> Objective
Count the lines in the listing below that contain the word "ceiling". Reply with the number alone.

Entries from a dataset
■ ■ ■ ■

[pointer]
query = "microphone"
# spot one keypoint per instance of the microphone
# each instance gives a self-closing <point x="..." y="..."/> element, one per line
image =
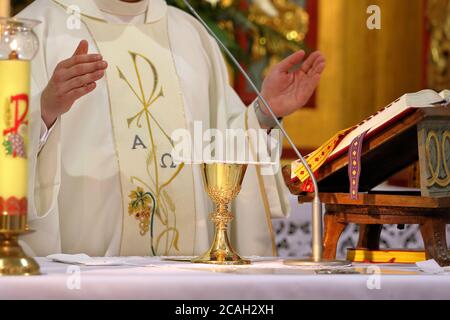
<point x="317" y="247"/>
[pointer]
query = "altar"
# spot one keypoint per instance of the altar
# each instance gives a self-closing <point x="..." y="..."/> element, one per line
<point x="265" y="279"/>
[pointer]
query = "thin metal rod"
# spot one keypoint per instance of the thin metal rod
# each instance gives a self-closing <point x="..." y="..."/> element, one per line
<point x="317" y="205"/>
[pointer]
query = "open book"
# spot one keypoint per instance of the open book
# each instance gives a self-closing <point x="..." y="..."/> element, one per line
<point x="383" y="118"/>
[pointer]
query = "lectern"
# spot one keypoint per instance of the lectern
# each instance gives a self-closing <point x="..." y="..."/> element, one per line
<point x="423" y="135"/>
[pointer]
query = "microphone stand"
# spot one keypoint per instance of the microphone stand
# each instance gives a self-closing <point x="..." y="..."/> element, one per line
<point x="317" y="247"/>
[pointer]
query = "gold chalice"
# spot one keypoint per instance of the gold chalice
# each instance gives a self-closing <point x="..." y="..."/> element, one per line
<point x="222" y="182"/>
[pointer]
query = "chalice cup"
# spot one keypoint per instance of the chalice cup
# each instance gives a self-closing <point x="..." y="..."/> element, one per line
<point x="222" y="182"/>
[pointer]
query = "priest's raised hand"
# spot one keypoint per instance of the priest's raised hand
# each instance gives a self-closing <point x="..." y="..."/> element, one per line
<point x="72" y="79"/>
<point x="286" y="88"/>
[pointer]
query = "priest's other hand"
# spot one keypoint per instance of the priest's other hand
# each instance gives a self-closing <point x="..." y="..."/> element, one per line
<point x="72" y="79"/>
<point x="287" y="89"/>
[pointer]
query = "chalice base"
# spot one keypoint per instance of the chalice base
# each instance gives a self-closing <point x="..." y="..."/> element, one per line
<point x="221" y="252"/>
<point x="230" y="258"/>
<point x="13" y="260"/>
<point x="317" y="264"/>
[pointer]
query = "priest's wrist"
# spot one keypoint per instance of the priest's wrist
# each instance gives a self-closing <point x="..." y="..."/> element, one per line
<point x="48" y="117"/>
<point x="266" y="121"/>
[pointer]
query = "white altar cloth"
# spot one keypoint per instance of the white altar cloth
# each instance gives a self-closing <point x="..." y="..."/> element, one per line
<point x="153" y="278"/>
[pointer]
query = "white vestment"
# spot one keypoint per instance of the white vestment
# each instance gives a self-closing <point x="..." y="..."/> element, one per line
<point x="75" y="201"/>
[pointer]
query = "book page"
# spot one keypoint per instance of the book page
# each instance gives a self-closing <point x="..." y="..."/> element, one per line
<point x="423" y="98"/>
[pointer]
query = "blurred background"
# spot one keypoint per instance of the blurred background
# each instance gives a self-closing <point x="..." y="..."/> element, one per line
<point x="366" y="70"/>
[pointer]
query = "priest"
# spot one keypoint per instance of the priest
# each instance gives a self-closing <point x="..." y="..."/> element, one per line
<point x="112" y="80"/>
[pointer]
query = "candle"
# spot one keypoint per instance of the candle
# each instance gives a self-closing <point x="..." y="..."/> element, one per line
<point x="14" y="90"/>
<point x="13" y="55"/>
<point x="5" y="8"/>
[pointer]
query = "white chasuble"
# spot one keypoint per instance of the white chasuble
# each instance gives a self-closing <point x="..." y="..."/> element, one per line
<point x="146" y="106"/>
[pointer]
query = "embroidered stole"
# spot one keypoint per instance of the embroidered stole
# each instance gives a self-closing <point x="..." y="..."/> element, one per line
<point x="146" y="106"/>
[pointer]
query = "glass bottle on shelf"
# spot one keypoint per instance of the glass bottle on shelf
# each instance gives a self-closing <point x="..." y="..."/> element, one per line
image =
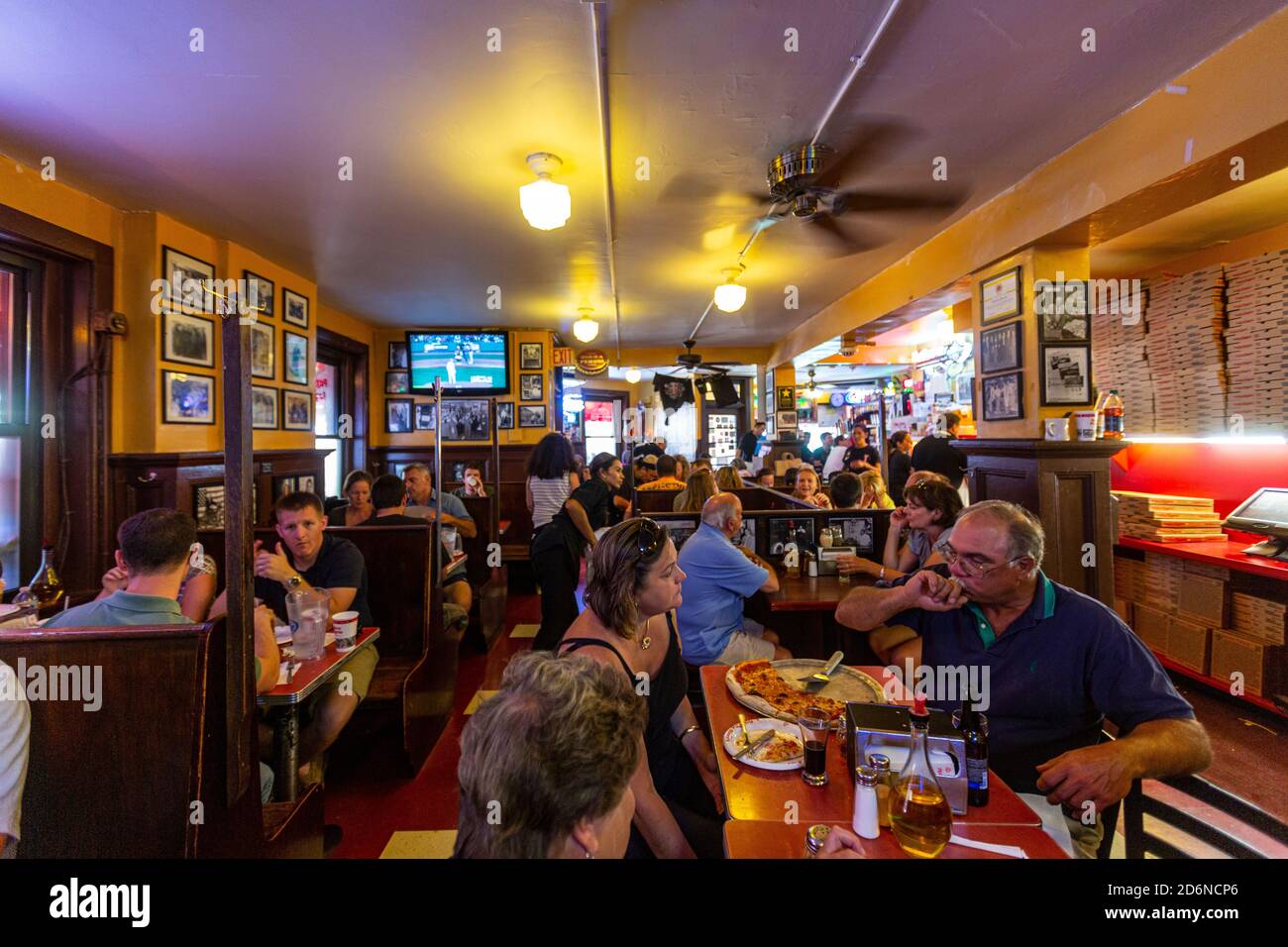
<point x="919" y="815"/>
<point x="47" y="587"/>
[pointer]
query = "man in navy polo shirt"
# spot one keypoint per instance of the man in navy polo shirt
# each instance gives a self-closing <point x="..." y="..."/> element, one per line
<point x="1057" y="664"/>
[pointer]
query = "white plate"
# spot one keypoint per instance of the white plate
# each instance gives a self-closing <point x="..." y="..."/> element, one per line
<point x="756" y="728"/>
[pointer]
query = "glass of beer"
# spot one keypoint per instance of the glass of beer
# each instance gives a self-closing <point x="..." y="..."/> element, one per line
<point x="815" y="727"/>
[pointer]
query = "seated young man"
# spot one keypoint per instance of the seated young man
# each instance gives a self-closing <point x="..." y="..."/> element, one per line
<point x="1054" y="664"/>
<point x="420" y="499"/>
<point x="154" y="554"/>
<point x="308" y="558"/>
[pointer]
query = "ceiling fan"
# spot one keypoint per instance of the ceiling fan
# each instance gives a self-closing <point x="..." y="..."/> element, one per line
<point x="692" y="361"/>
<point x="805" y="183"/>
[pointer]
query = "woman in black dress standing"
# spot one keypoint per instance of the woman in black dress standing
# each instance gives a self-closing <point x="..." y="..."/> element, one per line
<point x="901" y="464"/>
<point x="557" y="549"/>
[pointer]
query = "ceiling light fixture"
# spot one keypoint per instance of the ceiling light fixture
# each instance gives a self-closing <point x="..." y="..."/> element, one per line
<point x="585" y="329"/>
<point x="729" y="295"/>
<point x="545" y="205"/>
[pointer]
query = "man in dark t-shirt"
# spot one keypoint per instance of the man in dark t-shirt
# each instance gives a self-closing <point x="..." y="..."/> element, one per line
<point x="932" y="453"/>
<point x="308" y="558"/>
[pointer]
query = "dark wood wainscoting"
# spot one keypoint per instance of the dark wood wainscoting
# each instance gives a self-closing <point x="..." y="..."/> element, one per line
<point x="146" y="480"/>
<point x="1067" y="484"/>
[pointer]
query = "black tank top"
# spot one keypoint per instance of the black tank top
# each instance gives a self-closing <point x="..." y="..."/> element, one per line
<point x="664" y="696"/>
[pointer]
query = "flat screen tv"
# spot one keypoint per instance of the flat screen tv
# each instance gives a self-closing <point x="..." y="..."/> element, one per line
<point x="467" y="363"/>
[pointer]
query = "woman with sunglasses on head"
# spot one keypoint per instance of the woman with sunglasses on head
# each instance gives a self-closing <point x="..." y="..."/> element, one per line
<point x="629" y="624"/>
<point x="558" y="548"/>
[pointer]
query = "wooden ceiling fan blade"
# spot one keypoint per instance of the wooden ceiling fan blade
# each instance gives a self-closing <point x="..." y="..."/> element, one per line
<point x="868" y="141"/>
<point x="841" y="241"/>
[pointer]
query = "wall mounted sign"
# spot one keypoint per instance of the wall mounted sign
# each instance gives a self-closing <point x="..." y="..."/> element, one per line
<point x="1000" y="296"/>
<point x="591" y="363"/>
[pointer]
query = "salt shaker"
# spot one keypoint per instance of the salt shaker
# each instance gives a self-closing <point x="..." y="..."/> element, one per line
<point x="866" y="819"/>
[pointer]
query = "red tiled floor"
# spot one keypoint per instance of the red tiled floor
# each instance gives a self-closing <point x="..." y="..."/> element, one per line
<point x="370" y="799"/>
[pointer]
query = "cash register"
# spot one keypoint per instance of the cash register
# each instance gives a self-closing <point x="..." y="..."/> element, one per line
<point x="1266" y="513"/>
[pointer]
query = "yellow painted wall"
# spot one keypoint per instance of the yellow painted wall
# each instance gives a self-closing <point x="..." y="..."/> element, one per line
<point x="137" y="239"/>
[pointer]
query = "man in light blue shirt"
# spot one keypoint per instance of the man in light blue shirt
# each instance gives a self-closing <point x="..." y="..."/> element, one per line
<point x="719" y="578"/>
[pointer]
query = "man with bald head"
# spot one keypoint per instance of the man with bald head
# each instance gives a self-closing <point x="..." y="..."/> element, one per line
<point x="719" y="578"/>
<point x="1054" y="665"/>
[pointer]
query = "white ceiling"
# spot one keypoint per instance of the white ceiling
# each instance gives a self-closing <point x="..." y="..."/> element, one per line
<point x="243" y="141"/>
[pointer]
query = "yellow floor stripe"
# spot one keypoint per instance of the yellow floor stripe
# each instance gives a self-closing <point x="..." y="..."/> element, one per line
<point x="437" y="844"/>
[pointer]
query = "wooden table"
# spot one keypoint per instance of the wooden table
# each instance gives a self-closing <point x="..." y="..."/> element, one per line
<point x="781" y="840"/>
<point x="812" y="594"/>
<point x="767" y="795"/>
<point x="287" y="697"/>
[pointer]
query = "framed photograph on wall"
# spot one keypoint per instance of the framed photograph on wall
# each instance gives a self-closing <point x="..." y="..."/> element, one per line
<point x="1003" y="397"/>
<point x="188" y="339"/>
<point x="529" y="356"/>
<point x="296" y="410"/>
<point x="398" y="415"/>
<point x="505" y="415"/>
<point x="187" y="282"/>
<point x="259" y="294"/>
<point x="857" y="532"/>
<point x="398" y="355"/>
<point x="1001" y="348"/>
<point x="207" y="505"/>
<point x="532" y="415"/>
<point x="465" y="420"/>
<point x="187" y="398"/>
<point x="263" y="359"/>
<point x="681" y="530"/>
<point x="1000" y="296"/>
<point x="295" y="359"/>
<point x="295" y="308"/>
<point x="781" y="532"/>
<point x="1065" y="375"/>
<point x="1063" y="312"/>
<point x="263" y="407"/>
<point x="529" y="388"/>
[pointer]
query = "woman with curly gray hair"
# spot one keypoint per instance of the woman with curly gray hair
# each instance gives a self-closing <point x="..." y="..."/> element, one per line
<point x="546" y="763"/>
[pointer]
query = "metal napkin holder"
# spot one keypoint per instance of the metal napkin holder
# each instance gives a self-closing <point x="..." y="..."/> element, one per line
<point x="876" y="725"/>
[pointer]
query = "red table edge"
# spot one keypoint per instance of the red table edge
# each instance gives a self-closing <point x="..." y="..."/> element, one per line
<point x="958" y="828"/>
<point x="295" y="692"/>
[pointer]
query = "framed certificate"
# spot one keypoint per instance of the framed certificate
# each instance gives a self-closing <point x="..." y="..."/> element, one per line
<point x="1000" y="296"/>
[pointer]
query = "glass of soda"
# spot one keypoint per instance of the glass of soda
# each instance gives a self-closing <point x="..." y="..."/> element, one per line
<point x="815" y="727"/>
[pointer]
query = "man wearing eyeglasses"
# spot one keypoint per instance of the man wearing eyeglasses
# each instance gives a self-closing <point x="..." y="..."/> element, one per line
<point x="1056" y="665"/>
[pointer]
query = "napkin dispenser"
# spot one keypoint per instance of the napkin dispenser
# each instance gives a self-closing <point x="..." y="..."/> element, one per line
<point x="827" y="557"/>
<point x="876" y="725"/>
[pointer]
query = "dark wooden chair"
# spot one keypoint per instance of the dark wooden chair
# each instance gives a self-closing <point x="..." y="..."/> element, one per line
<point x="489" y="582"/>
<point x="1140" y="841"/>
<point x="121" y="781"/>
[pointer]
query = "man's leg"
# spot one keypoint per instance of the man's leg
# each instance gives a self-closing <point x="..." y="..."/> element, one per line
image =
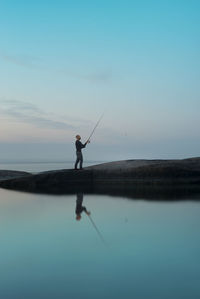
<point x="81" y="160"/>
<point x="77" y="161"/>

■ ■ ■ ■

> Exercise response
8